§ **Descrizione del compito**
Individua, per favore, tutte le righe dell'elenco qui sotto che contengono la parola "coords" e copiale, facendo distinzione tra maiuscole e minuscole.
==================================================
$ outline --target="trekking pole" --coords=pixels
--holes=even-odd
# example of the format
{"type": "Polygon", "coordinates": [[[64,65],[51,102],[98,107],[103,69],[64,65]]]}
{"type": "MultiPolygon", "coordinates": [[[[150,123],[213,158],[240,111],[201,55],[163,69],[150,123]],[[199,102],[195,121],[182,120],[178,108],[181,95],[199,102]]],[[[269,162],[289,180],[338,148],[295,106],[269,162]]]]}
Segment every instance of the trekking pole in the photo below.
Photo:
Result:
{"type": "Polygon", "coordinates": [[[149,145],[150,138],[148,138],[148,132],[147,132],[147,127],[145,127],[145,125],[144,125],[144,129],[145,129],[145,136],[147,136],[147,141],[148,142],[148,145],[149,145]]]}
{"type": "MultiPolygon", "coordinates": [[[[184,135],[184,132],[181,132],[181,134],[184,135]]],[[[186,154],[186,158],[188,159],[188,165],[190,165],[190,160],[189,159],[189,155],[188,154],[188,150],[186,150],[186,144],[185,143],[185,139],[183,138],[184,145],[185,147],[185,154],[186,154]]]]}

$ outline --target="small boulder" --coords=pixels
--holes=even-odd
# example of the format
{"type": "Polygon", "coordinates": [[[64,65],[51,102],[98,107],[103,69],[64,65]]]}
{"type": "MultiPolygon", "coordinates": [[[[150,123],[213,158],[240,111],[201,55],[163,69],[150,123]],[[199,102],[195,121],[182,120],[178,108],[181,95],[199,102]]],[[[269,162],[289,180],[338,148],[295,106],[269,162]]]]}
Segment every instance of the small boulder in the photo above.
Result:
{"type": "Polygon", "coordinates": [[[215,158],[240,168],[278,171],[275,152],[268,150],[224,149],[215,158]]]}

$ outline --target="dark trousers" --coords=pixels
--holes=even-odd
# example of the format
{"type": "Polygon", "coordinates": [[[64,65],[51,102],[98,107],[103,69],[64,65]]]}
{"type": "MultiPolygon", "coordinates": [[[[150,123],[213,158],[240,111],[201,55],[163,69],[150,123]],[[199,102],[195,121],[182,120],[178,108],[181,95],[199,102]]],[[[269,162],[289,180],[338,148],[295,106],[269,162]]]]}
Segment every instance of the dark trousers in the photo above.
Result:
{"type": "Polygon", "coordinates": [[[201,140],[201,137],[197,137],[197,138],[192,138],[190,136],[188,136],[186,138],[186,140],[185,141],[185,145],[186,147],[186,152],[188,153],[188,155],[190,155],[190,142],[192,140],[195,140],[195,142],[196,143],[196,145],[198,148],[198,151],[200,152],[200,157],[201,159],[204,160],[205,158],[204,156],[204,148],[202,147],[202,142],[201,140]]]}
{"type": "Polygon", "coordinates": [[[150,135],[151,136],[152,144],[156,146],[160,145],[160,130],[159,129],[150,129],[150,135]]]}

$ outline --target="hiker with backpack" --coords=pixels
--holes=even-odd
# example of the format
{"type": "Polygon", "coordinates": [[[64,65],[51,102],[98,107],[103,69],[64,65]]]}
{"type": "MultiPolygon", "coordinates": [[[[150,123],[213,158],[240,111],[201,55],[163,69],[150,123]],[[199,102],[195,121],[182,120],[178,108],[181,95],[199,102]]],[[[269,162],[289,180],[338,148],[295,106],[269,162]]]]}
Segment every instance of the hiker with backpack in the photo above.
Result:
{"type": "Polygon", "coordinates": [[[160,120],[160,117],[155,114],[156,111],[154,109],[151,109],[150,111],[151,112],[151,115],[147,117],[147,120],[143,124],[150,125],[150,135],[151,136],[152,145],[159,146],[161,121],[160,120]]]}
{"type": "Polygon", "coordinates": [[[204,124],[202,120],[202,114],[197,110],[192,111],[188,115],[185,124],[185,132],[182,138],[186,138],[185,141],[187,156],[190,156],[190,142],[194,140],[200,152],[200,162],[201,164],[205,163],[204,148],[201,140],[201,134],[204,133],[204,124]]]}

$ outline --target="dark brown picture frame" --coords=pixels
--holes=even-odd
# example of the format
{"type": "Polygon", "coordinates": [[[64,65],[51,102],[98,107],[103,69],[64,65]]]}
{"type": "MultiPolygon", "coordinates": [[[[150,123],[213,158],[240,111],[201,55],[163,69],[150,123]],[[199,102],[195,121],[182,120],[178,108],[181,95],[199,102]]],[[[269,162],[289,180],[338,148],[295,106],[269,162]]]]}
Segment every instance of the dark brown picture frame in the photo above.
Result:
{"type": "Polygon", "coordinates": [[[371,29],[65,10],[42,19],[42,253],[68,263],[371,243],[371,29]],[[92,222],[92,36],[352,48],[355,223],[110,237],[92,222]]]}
==================================================
§ **Risultato**
$ outline --target="trekking pole" --coords=pixels
$ outline --target="small boulder" --coords=pixels
$ outline --target="dark trousers" --coords=pixels
$ outline --target="hiker with backpack" --coords=pixels
$ outline --target="dark brown picture frame" --coords=pixels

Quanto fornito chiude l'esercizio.